:: Set task ::
Reproduce every one of the following items word for word, with nothing changed or left out.

:: Supplied material ::
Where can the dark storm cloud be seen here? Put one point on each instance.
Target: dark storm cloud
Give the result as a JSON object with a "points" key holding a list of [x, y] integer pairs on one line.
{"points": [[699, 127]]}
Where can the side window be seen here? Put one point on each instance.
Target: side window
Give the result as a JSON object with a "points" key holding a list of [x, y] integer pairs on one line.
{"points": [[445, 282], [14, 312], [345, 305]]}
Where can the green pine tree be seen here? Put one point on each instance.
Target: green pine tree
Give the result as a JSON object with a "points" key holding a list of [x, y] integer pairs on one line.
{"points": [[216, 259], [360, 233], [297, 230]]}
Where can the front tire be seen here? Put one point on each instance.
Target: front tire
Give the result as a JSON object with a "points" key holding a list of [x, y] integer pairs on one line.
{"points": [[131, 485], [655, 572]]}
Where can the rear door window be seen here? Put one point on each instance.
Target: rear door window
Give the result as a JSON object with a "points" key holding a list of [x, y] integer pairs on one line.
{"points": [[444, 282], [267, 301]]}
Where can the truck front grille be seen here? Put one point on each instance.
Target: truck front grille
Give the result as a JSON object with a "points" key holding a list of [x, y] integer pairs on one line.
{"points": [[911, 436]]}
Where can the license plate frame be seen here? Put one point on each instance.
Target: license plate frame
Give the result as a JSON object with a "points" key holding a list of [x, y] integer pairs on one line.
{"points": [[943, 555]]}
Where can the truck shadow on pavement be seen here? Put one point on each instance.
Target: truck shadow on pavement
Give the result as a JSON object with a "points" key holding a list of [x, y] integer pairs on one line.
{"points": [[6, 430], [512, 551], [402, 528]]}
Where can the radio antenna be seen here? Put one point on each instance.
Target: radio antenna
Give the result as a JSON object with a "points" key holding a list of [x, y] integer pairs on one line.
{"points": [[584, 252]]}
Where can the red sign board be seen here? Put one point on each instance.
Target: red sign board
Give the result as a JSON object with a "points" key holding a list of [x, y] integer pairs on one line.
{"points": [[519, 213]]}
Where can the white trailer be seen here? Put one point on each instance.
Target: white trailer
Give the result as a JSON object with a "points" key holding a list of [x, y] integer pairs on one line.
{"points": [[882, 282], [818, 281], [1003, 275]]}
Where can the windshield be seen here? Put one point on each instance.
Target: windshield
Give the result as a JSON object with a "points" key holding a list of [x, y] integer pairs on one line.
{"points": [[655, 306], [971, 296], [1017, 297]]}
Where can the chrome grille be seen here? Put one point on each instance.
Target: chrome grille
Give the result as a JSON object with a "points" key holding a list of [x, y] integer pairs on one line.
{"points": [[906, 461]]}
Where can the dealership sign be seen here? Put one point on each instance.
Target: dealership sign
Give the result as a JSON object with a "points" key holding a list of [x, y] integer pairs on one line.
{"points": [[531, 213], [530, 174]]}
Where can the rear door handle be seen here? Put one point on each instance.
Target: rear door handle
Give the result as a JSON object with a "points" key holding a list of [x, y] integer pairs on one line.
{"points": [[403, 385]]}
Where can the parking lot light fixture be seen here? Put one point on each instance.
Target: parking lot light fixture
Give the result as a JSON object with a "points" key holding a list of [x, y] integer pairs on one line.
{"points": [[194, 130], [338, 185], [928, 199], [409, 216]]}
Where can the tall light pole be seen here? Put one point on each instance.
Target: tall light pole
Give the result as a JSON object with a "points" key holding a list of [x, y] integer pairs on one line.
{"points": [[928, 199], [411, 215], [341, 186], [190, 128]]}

:: Written solution ::
Where can the dark storm cloud be seen here? Put one point on each instance.
Target: dark storm cloud
Give the result as a JSON object with a "points" key holding a list of [x, y] integer pairs on one line.
{"points": [[699, 127]]}
Where can the side window be seen here? Put one point on each instance.
Target: side window
Give the result as a JSON object with a "points" key holding a list of [x, y] integer pairs on one line.
{"points": [[445, 282], [14, 312], [345, 305]]}
Where can the green pine tree be seen here? Put one point on each instance.
Target: green pine tree
Give the result as a JSON object with a "points" key holding a list of [x, y] integer pairs on one line.
{"points": [[216, 259], [360, 233], [297, 230]]}
Where can the front tire be seen here? Put one point on each instance.
Target: front tire
Give the result as a JSON object with a "points" key holding a list of [x, y] integer pairs on one line.
{"points": [[131, 485], [655, 572]]}
Where can the rear door window be seen here? Put one point on each instance.
Target: rear door window
Give the result as a JSON object with a "points" key holding a list of [x, y] integer pairs on one line.
{"points": [[444, 282], [267, 301]]}
Where can the truck front grille be seen here? Put one point on each instance.
Target: truck front grille
Give the result as a JSON object with a "points" key holding a list of [x, y] integer pairs on one line.
{"points": [[911, 436]]}
Where can the license plate frame be seen here? Put one point on each instance.
Target: license plate frame
Give the result as a JSON object with a "points" key holding a list of [x, y] integer pairs on one line.
{"points": [[943, 555]]}
Where can the truck shadow on pavement be seen here? Put one point on each instance.
Target: truck shadow on pavement
Give the result as a JSON object with a "points" key holding a list of [x, y] integer pairs on one line.
{"points": [[6, 430], [512, 551], [402, 528]]}
Where can the radio antenna be seen here? Put one point on each instance.
Target: radio antenna
Give the result as a JSON object with a "points" key holding a list of [x, y] integer pairs on one line.
{"points": [[584, 252]]}
Where can the red sign board be seen here? Put one point on each instance.
Target: red sign board
Give the result as a JSON object with a "points" key holding a list of [x, y] integer pairs on one line.
{"points": [[519, 213]]}
Where can the white trailer be seen here? Put one point on each instance.
Target: white trailer
Give the result as a JSON object with a "points" key holding a list of [x, y] integer pairs on one line.
{"points": [[882, 282], [818, 281], [1003, 275]]}
Where can the windshield be seen here? Put one point on each instance.
Target: windshield
Give the result as a JSON object with a "points" key holding a list of [x, y] integer pairs on one line.
{"points": [[655, 306], [971, 296], [1017, 297]]}
Where can the chrome grille be seen here? Put one point on each instance.
Target: chrome grille
Give the result as a JSON object with a "points" key holding a list of [x, y] integer pairs on one line.
{"points": [[906, 461]]}
Where can the dealership sign be seen here? Put one point on each instance.
Target: dealership sign
Give the result as a JSON object with a "points" key holding a list of [x, y] integer pairs on one line.
{"points": [[531, 213], [530, 174]]}
Where can the rear door handle be seen here? Put one point on each instance.
Target: rear door handle
Give the result as a JSON object with a "points" key holding a list of [x, y] integer pairs on one line.
{"points": [[403, 385]]}
Where can the parking lot light fixture be seen here? Put one point on each instance.
Target: parking lot light fixture
Give the result as a JSON object with a "points" key holding a list of [x, y] integer pairs on one line.
{"points": [[194, 130], [338, 185], [928, 199], [409, 216]]}
Where can the tall light pole be seen here? Put one point on each instance.
Target: tall light pole
Give the result as a JSON object with a "points" key holding a list of [x, y] integer pairs on one line.
{"points": [[928, 199], [411, 215], [341, 186], [190, 128]]}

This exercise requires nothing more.